— Start of Document —

One more tip--once you get into the system with your memory still running at SPD (stock) settings, start by flashing your BIOS.  My board shipped with an old BIOS (version 0222), and that was causing a problem with a couple of the chipset component drivers.  0607 is current.  I didn't notice that at first (who would actually expect a new mobo to ship with a current BIOS??), and when I got around to flashing the new BIOS it wiped all my settings and stored profiles out.  Which brings me to another technique I use--keep copious notes on what you're doing and changing.  It can come in handy later!

Yup, I made sure that was the 1st thing I did. I'm on the latest BIOS 0607 right now. I will follow the above tips and go from there! I appreciate the help guys! 🙂 Will keep you updated on my OC. I heard a majority of the 10900k will easily OC to 5.0GHz. I hope that's true. Because my goal is to hit 5.2GHz stable.

— End of Document —
— Start of Supplied records —

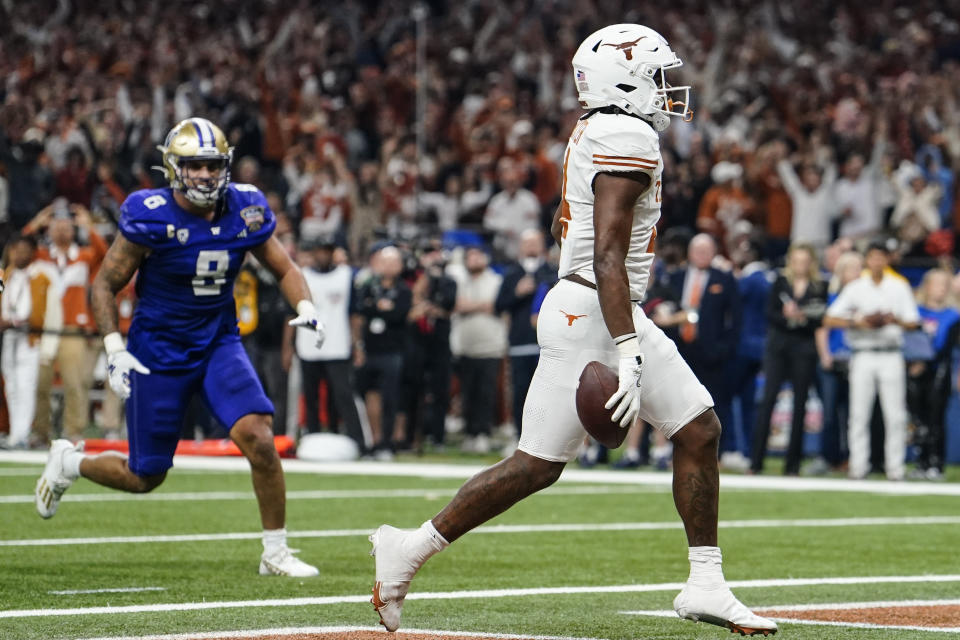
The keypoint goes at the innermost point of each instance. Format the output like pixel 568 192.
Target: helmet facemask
pixel 660 99
pixel 197 140
pixel 203 192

— End of Supplied records —

To do —
- a) Summarize the discussion of BIOS flashing and overclocking in two sentences.
- b) Carry on the discussion of BIOS flashing and overclocking past its final sentence.

Answers for this exercise —
- a) One poster advises flashing the BIOS first after getting into the system with memory at SPD settings, explaining that the board shipped with old BIOS version 0222, which caused problems with some chipset component drivers, and that flashing later wiped all settings and stored profiles, so keeping copious notes is useful. The reply says the writer already flashed to the latest BIOS 0607, will follow the tips and post updates, and is aiming for a stable 5.2GHz overclock on the 10900k.

- b)
Right now I'm running stock settings, the only setting that I've changed is the XMP1. But pretty much everything else is stock. Should I change my XMP1 setting back to Auto before I proceed with the OC?

My SP is 63 and Cooler Pts is 141-160. Not sure if that means anything.

I'm running a NZXT Kraken Z73 AIO.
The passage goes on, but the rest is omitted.